### [Task objective]
Which lines below contain the string "metal"? Pick out each of them and copy it.

### [Recorded information]
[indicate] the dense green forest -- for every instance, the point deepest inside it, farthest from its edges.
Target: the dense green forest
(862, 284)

---

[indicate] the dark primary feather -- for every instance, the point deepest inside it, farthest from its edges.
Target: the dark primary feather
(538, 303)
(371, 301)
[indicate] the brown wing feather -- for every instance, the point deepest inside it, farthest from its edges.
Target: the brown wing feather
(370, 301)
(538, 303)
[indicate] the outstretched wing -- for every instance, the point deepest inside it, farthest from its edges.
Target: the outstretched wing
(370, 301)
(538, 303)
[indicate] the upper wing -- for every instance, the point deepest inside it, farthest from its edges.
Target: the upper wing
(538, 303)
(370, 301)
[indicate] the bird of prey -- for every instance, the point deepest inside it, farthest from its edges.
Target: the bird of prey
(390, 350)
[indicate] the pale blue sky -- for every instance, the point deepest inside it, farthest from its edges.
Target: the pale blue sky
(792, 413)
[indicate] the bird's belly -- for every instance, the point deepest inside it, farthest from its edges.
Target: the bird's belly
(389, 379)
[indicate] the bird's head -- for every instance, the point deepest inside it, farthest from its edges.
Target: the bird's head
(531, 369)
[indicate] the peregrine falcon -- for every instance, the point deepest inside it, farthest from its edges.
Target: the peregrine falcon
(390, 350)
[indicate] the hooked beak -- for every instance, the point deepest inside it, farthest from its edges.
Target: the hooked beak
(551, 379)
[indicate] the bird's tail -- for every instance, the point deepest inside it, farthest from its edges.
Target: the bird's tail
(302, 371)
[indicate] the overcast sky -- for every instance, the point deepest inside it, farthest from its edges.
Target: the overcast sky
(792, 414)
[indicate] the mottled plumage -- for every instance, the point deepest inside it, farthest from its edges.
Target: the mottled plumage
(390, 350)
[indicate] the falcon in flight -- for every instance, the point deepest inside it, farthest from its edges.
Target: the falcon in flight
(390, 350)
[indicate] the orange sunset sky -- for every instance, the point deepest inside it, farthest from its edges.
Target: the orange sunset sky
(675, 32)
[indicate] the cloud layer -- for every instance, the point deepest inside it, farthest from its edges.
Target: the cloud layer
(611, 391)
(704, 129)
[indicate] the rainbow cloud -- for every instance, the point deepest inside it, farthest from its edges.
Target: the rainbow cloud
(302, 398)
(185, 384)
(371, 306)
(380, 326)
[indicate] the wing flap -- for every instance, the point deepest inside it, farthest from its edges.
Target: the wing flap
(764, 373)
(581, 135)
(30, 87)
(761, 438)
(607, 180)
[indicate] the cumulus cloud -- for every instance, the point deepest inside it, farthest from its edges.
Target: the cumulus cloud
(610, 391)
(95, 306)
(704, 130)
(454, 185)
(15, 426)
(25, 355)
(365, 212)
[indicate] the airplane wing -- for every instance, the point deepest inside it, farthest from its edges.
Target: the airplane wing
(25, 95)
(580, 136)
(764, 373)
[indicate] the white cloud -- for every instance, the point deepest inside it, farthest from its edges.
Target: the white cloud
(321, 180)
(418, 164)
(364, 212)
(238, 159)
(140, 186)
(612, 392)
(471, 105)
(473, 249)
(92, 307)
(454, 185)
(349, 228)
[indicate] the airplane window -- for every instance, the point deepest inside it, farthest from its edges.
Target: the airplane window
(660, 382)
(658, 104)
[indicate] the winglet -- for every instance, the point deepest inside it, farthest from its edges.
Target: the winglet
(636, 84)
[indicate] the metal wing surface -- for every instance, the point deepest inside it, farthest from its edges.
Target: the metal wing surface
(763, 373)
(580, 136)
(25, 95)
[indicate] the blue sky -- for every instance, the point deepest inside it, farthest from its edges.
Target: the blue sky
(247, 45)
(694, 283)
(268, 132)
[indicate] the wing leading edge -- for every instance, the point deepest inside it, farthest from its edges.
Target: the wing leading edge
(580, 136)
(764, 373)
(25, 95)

---

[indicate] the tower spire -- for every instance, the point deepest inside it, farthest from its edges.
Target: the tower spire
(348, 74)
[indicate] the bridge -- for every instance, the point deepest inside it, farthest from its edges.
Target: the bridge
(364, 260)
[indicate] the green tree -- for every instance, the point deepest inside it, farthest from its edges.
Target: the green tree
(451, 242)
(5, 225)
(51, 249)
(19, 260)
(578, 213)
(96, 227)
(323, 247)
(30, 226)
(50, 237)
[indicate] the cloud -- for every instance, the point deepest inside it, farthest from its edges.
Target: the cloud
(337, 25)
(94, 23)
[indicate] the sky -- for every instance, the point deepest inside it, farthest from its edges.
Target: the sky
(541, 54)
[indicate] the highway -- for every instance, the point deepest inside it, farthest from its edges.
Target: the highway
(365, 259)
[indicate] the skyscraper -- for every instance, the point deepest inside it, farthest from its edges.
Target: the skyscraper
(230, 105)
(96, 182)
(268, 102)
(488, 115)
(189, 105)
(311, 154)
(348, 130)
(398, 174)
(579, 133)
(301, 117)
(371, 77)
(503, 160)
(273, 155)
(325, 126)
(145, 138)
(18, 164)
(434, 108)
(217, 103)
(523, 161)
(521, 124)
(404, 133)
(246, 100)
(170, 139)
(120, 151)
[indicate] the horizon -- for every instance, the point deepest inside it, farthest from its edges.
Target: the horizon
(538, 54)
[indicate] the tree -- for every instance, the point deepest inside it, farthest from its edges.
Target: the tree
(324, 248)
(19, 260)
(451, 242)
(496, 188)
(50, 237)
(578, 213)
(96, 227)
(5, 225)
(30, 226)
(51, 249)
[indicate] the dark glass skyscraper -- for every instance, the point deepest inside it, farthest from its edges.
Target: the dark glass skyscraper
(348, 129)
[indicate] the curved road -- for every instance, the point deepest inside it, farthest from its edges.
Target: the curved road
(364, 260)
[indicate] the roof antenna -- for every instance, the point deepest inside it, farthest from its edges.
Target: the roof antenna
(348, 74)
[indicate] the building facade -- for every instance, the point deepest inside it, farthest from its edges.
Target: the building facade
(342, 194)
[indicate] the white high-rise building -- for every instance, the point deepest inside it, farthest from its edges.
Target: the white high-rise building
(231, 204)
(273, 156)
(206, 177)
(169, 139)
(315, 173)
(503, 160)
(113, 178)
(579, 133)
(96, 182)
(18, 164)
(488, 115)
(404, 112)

### [Written response]
[indicate] the metal wing surface -- for every instance, the point deepest inside it, farthest from its edges.
Target: the metal wing surface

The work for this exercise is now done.